*** Given entries ***
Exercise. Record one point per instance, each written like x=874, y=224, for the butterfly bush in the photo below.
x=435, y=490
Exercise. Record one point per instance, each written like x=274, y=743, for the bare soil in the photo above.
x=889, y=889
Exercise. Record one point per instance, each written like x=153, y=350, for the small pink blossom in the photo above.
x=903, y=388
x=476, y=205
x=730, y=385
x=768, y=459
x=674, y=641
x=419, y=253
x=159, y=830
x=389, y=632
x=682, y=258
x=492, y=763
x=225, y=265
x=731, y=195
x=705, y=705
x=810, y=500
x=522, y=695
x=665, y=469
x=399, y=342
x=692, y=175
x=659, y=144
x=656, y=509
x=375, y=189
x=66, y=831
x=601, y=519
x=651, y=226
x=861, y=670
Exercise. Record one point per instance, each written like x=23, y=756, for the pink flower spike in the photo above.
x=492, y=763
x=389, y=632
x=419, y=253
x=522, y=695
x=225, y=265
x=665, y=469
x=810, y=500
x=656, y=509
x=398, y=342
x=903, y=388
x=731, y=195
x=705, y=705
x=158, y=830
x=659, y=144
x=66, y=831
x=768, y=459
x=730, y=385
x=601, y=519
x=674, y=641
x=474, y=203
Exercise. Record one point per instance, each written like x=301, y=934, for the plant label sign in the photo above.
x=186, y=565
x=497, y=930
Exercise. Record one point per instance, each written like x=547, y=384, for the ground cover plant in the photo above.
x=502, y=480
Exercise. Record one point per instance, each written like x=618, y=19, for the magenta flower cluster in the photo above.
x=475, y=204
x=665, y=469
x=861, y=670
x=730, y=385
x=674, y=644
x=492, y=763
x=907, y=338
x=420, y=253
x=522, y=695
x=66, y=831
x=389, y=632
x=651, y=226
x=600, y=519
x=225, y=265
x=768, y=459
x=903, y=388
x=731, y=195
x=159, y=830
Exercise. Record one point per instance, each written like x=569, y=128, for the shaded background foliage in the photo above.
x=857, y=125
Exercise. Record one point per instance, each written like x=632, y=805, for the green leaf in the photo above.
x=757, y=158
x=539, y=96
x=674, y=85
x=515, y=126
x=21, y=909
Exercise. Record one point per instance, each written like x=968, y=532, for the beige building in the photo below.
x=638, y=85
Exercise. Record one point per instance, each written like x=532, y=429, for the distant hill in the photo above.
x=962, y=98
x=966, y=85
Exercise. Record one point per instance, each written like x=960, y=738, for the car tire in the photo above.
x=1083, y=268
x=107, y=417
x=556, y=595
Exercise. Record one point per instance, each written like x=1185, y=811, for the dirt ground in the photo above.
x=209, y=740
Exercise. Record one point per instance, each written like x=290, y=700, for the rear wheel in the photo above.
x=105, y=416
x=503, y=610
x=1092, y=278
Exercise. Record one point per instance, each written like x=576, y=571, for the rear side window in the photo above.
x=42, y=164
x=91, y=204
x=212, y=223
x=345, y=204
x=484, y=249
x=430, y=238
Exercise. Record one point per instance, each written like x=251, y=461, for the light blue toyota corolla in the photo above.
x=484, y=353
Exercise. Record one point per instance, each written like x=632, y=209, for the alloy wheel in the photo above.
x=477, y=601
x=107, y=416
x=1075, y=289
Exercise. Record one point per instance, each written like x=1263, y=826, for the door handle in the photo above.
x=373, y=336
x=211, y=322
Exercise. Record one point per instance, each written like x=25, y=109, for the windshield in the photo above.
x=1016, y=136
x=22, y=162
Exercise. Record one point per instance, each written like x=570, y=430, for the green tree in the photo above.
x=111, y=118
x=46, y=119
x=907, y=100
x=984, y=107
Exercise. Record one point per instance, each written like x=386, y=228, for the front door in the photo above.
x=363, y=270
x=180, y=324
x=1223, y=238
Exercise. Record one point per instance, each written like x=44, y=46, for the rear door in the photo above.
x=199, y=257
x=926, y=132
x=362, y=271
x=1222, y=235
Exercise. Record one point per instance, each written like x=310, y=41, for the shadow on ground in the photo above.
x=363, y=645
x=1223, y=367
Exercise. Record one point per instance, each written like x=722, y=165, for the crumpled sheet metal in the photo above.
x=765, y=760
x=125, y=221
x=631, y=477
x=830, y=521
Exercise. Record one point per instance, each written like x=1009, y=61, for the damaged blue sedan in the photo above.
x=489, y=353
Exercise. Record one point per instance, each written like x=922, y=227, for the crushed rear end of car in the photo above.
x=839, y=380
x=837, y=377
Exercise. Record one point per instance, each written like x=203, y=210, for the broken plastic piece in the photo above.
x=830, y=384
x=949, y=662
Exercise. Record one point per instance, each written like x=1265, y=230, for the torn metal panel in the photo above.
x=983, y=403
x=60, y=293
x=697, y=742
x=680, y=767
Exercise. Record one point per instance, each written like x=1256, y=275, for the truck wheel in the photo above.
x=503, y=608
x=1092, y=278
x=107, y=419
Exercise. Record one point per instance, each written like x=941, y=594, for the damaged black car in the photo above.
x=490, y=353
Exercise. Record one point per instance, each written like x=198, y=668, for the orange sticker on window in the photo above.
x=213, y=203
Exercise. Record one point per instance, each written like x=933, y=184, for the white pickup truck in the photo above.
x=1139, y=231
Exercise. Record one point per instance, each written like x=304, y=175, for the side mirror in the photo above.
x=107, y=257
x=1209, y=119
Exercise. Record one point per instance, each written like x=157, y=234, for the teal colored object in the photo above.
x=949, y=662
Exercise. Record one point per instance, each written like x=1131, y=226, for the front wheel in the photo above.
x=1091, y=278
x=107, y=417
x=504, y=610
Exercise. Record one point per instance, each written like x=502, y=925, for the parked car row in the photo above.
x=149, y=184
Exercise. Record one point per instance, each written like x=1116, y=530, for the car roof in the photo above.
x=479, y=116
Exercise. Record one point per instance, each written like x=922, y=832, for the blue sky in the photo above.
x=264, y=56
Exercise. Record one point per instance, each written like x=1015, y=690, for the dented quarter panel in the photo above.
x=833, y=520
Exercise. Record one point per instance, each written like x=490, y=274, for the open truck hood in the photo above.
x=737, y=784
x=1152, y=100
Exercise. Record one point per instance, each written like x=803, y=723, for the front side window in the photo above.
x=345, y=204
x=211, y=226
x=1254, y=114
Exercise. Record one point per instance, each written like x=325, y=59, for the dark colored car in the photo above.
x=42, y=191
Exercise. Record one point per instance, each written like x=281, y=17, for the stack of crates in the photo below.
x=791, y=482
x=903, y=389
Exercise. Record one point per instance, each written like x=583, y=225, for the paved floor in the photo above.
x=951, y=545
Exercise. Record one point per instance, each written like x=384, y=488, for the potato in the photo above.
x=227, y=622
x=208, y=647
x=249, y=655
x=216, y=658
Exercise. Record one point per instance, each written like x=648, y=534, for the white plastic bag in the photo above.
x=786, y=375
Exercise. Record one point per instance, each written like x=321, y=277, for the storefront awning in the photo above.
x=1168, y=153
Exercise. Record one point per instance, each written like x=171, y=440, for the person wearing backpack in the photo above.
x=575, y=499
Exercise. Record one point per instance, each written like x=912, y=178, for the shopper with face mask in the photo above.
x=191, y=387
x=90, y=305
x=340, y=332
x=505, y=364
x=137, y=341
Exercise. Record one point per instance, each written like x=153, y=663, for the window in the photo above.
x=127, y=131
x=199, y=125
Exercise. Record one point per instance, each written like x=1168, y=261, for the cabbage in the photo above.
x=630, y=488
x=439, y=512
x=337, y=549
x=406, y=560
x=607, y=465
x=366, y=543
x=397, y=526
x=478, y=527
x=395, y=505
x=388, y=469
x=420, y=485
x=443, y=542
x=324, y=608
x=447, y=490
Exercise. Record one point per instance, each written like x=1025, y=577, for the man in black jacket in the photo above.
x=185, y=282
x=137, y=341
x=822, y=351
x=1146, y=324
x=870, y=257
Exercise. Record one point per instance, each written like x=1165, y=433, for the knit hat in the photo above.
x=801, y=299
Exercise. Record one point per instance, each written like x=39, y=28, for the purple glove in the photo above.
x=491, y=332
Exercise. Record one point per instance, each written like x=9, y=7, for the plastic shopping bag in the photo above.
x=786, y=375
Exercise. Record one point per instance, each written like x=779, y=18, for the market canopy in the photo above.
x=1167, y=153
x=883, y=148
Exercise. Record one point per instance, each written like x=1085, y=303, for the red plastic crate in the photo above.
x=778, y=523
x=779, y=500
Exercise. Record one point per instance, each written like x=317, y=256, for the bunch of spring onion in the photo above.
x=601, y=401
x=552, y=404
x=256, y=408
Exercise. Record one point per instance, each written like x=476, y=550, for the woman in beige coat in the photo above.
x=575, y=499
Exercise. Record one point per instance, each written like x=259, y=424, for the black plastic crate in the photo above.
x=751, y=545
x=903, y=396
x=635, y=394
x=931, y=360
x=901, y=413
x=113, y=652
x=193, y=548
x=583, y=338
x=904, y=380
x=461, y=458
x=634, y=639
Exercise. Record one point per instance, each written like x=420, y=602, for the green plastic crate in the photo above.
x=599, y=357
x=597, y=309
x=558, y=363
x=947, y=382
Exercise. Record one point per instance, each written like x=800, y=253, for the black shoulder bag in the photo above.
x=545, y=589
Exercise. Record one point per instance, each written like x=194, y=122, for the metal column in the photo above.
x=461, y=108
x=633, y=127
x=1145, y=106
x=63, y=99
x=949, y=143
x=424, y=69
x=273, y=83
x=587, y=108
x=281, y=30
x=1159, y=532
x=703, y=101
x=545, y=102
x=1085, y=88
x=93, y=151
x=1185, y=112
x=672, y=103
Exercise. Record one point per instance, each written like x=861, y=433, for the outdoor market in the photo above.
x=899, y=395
***
Please copy out everything from the line that contains "roof in the photo above." down to the line that contains "x=1152, y=100", including both of those lines, character for character.

Problem solution =
Exercise. Record one point per instance, each written like x=1116, y=530, for the car roof in the photo above.
x=479, y=116
Exercise. Record one point per instance, each written like x=922, y=832, for the blue sky in the photo above.
x=264, y=56
Exercise. Record one point per instance, each written like x=1015, y=690, for the dented quarter panel in the photo above.
x=833, y=520
Exercise. Record one point per instance, each written like x=490, y=274, for the open truck hood in the photo above.
x=737, y=784
x=1152, y=100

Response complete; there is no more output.